Excerpted data:
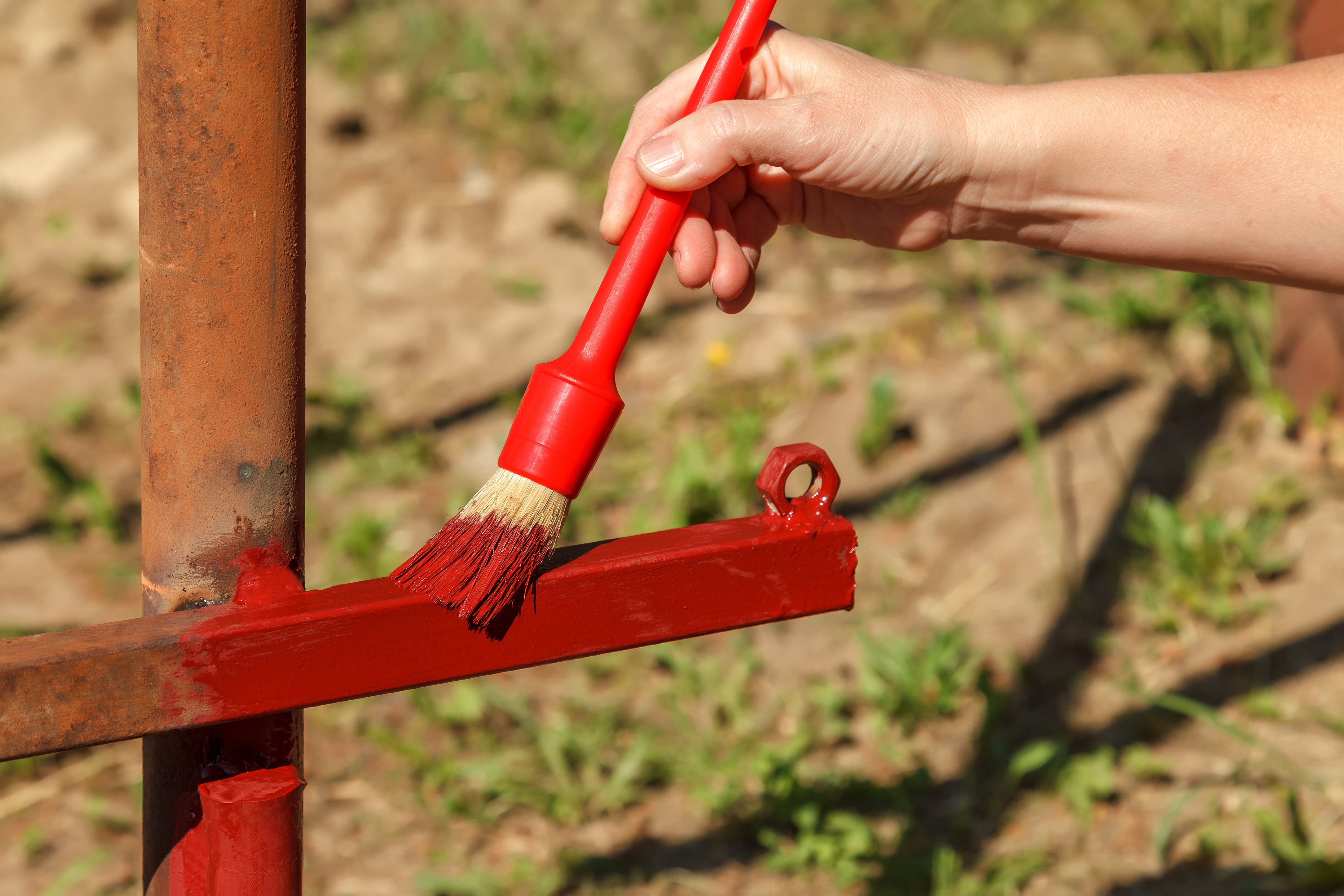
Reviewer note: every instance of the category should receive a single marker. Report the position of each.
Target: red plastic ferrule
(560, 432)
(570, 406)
---
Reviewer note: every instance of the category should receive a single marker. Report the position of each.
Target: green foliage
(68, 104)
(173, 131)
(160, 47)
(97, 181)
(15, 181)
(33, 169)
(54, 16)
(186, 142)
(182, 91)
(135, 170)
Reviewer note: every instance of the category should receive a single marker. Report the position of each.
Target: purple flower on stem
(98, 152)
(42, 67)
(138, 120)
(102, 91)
--
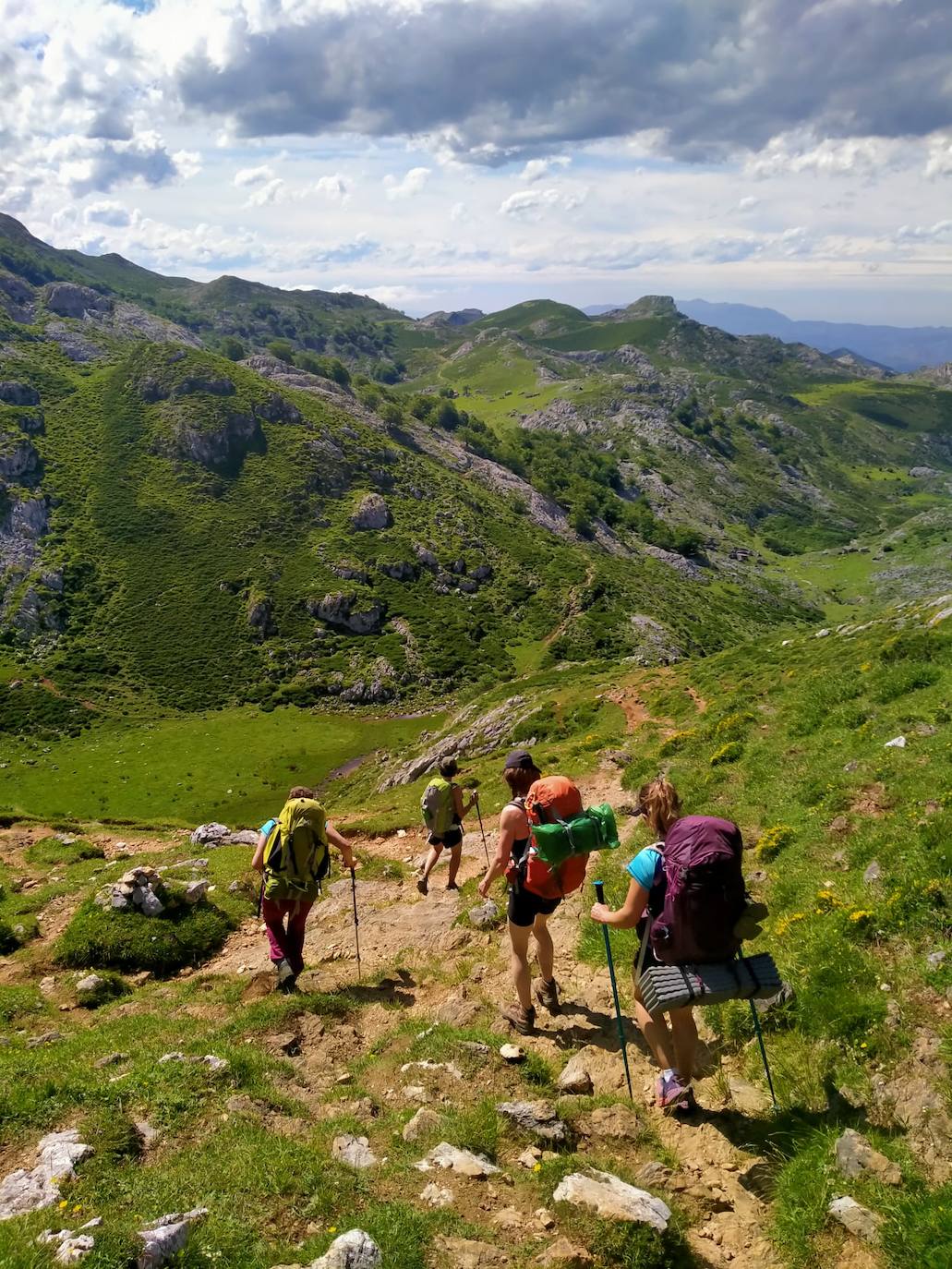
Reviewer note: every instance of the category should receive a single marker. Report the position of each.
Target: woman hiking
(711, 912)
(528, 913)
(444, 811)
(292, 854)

Work to do:
Which lines in the items above contain the string "Target", with uppercase and lowercase counted as different? Gather each of those lines and copy it out.

Reply:
Target: red plastic ferrule
Target: green foliage
Target: purple flower on stem
Target: woman hiking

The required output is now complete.